■ **Selected excerpt**:
— start —
Amazon allows third-party developers to create their own mini-applications called “skills” that run on Echo and teach the device various methods of picking up voice cues.
- How do you monitor the access you give developers who use your platform and ultimately gain access to user data, and does Amazon have a set of fundamental privacy principles it abides by?
It’s been proven that Alexa software can be modified by third-party developers to eavesdrop – and while Amazon claims to have taken steps to address those vulnerabilities, loopholes like this are still a concern.
- What are you doing on a consistent basis to monitor vulnerabilities on Echo, and have there been any breaches that the public does not know about?
Amazon is branching out with its Alexa-powered devices and recently released several new products, including a microwave oven, an amplifier, a receiver, a subwoofer and an in-car gadget.
- With Echo poised to have an even bigger footprint into the personal daily lives of consumers, what data privacy safeguards are in place to protect the collection of data from these devices?
Amazon’s Echo Listened To A Conversation And Then Sent It To An Acquaintance. “The couple got a phone call from an employee of Danielle’s husband. The message: ‘Unplug your Alexa devices right now. You’re being hacked.’ After the devices were unplugged, the caller told the couple how he received the audio files. ‘At first, my husband was, like, ‘no you didn’t!’ And the (recipient of the message) said ‘You sat there talking about hardwood floors,’’ Danielle told the station. ‘And we said, ‘oh gosh, you really did hear us.’’” (Huffington Post, 5/24/18)
Amazon Admits Its Alexa Device Recorded A Conversation And Then Sent It To An Acquaintance. “Echo woke up due to a word in background conversation sounding like ‘Alexa.’ Then, the subsequent conversation was heard as a ‘send message’ request. At which point, Alexa said out loud ‘To whom?’ At which point, the background conversation was interpreted as a name in the customers contact list. Alexa then asked out loud, ‘[contact name], right?’ Alexa then interpreted background conversation as ‘right’. As unlikely as this string of events is, we are evaluating options to make this case even less likely.” (Recode, 5/24/18)
A Program For The Echo Was Created To Spy On And Record Everything A Person Said. “Security researchers have discovered a vulnerability that enabled Amazon’s voice assistant, Alexa, to listen in on people’s conversations after the ‘Alexa’ wake-up word had been detected […] The researchers created a skill for Alexa, in this case a calculator, that was able to record and transcribe everything a person said and send that data back to a third party.” (Internet of Business, 4/20/18)
— end —
■ **Records**:
— start —
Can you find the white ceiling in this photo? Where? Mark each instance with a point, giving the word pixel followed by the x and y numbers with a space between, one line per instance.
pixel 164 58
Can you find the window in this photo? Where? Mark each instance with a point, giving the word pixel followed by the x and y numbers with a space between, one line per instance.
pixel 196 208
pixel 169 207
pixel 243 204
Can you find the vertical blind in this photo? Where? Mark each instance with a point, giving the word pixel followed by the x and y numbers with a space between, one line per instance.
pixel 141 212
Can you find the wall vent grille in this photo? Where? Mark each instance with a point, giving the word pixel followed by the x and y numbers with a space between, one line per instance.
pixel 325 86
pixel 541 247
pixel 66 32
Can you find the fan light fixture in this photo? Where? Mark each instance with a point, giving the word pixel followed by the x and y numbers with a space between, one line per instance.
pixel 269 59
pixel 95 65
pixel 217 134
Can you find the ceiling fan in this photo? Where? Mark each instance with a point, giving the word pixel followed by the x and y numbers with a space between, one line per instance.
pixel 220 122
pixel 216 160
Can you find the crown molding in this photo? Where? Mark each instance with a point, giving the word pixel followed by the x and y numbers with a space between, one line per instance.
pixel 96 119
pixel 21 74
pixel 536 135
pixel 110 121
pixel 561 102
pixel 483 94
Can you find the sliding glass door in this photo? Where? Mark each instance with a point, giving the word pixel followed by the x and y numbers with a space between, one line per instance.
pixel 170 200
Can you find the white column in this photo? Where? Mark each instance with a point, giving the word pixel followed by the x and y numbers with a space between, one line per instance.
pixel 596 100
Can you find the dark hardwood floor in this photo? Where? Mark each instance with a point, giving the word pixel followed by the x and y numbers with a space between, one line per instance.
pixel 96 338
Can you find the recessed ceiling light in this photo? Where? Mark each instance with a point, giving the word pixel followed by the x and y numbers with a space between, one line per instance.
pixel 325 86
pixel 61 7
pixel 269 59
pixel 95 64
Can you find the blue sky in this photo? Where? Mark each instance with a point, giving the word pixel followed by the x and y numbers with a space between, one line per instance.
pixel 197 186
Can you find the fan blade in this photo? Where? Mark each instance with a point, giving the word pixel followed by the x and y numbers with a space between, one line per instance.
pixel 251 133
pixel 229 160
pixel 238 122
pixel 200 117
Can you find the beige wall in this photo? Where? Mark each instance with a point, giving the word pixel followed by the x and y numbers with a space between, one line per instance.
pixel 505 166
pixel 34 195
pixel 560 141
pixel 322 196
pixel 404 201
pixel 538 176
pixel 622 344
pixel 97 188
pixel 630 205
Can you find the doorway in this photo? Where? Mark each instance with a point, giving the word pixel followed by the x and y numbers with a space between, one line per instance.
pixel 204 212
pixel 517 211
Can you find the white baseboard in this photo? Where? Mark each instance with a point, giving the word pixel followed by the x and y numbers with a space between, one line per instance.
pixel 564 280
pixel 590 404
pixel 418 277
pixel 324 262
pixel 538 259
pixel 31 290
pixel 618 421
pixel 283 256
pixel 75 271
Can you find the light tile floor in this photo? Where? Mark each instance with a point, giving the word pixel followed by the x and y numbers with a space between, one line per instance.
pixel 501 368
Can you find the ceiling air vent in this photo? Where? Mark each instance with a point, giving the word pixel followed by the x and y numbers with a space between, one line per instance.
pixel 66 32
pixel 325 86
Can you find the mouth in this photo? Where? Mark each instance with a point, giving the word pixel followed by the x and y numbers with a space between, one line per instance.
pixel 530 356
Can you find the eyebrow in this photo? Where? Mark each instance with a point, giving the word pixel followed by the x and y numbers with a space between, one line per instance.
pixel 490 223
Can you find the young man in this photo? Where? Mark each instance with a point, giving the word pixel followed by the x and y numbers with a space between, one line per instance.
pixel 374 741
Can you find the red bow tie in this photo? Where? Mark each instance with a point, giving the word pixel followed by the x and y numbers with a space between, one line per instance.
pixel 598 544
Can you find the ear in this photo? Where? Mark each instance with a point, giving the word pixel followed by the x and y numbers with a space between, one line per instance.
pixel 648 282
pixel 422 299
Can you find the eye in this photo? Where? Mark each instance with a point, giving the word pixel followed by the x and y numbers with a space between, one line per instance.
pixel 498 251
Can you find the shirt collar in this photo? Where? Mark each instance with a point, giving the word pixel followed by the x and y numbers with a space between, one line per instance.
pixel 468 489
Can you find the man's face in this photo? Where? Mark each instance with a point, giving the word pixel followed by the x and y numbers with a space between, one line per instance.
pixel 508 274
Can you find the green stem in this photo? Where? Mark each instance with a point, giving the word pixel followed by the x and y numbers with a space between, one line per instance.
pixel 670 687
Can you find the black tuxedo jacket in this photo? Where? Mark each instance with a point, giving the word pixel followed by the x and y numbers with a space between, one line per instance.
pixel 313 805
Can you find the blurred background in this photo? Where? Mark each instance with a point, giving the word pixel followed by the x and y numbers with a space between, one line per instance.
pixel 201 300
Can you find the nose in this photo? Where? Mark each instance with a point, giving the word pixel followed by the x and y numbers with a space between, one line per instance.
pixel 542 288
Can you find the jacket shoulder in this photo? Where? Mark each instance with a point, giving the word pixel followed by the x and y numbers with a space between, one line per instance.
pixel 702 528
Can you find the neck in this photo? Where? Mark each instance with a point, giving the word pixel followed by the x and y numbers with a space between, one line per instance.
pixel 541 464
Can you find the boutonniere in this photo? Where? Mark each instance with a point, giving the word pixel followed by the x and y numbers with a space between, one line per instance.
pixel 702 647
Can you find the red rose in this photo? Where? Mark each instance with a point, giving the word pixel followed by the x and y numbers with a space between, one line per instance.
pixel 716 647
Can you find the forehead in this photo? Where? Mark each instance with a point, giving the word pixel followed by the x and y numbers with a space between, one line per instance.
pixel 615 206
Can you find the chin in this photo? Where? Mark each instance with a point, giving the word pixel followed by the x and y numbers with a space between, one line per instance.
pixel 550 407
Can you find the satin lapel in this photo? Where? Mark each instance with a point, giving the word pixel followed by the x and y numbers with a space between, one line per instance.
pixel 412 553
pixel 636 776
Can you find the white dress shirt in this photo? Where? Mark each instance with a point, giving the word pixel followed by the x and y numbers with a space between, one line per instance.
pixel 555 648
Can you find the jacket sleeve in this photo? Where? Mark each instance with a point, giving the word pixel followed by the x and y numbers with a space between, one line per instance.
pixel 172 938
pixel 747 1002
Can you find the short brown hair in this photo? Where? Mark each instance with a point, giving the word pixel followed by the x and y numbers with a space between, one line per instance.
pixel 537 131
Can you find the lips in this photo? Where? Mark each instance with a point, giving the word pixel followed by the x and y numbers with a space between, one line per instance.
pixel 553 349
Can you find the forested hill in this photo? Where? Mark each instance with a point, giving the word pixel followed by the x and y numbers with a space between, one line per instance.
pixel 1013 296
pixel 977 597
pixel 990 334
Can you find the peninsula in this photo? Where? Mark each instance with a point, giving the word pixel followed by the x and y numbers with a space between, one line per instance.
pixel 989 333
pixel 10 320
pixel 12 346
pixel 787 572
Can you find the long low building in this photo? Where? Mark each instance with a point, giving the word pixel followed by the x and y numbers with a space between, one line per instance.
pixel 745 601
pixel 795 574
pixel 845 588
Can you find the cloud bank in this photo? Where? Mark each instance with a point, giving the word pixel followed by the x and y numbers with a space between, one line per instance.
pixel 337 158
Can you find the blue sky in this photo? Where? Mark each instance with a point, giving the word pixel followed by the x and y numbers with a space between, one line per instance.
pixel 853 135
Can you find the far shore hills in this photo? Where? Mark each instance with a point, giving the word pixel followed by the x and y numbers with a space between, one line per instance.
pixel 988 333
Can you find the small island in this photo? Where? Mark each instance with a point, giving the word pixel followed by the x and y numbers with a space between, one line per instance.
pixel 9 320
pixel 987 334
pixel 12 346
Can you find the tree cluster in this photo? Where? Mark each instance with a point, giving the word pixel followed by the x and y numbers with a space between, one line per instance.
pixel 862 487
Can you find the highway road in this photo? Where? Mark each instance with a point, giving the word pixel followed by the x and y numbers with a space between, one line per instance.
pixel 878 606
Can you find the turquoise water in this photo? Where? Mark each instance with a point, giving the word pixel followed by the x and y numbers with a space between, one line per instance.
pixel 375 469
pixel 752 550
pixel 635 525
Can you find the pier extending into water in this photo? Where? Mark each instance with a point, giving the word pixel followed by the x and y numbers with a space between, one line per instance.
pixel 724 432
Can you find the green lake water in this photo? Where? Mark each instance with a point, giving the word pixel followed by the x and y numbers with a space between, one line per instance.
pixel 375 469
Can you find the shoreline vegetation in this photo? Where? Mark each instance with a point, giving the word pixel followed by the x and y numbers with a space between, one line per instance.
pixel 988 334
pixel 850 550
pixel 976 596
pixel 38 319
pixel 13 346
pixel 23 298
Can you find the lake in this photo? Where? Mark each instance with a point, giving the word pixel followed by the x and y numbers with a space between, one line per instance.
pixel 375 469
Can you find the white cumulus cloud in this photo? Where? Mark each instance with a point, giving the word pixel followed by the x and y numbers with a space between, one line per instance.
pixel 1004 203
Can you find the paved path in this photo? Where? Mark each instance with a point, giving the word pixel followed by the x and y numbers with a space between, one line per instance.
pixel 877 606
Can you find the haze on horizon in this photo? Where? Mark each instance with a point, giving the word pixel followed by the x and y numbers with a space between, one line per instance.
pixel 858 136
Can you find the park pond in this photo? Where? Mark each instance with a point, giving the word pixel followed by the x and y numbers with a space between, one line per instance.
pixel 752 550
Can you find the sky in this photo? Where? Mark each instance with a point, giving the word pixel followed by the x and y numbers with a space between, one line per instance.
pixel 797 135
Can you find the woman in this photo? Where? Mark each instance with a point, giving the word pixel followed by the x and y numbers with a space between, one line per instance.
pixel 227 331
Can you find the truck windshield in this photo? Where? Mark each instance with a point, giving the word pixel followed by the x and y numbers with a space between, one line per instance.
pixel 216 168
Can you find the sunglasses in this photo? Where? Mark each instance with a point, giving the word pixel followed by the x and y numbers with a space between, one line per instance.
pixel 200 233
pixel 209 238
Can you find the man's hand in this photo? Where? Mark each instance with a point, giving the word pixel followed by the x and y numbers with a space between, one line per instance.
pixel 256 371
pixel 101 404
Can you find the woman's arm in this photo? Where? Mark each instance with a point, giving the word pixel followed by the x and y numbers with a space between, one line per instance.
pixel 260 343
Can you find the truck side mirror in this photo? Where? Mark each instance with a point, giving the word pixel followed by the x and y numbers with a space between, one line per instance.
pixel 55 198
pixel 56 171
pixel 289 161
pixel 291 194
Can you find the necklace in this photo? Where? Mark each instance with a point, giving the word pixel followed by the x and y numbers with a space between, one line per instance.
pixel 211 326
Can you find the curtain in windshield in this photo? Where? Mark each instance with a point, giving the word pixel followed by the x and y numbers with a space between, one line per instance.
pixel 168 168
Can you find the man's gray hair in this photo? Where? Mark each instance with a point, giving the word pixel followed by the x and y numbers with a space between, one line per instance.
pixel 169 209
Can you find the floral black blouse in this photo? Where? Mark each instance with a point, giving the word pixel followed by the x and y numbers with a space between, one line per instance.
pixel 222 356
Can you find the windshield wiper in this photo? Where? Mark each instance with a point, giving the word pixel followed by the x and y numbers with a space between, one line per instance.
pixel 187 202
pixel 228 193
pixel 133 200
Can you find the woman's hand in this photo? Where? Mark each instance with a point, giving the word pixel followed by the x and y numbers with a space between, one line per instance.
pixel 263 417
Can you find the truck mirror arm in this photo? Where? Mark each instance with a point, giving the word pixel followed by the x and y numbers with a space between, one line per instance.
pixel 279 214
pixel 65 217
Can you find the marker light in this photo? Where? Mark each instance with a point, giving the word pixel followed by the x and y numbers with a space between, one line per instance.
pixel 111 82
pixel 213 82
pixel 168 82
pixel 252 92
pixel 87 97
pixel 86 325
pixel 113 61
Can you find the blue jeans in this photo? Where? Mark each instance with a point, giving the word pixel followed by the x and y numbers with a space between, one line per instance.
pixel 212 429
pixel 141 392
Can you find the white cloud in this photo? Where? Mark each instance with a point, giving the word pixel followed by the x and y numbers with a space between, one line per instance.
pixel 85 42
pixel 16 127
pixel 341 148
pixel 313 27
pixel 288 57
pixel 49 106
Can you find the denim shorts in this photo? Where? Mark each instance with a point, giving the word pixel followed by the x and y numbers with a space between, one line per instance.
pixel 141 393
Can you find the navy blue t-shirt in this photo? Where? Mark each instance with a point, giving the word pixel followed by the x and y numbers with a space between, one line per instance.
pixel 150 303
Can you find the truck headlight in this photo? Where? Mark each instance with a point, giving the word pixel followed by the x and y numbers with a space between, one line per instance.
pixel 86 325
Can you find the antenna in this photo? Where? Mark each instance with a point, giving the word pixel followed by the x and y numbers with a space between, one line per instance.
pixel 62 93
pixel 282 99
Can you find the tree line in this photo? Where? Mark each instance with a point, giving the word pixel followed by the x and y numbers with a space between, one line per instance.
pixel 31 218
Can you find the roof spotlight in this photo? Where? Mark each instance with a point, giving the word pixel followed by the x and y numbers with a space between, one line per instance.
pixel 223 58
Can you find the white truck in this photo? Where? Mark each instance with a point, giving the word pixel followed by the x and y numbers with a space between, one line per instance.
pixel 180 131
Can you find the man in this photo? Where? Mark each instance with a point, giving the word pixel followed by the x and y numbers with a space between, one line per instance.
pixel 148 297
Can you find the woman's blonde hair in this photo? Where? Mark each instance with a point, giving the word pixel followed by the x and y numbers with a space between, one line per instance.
— end —
■ **Problems**:
(1) Please reproduce word for word the passage of the Alexa privacy text, everything from "- How do you" down to "still a concern.".
(2) In the Alexa privacy text, what kind of skill did the security researchers build to record and transcribe everything a person said?

■ **Solved tasks**:
(1)
- How do you monitor the access you give developers who use your platform and ultimately gain access to user data, and does Amazon have a set of fundamental privacy principles it abides by?
It’s been proven that Alexa software can be modified by third-party developers to eavesdrop – and while Amazon claims to have taken steps to address those vulnerabilities, loopholes like this are still a concern.

(2) A calculator.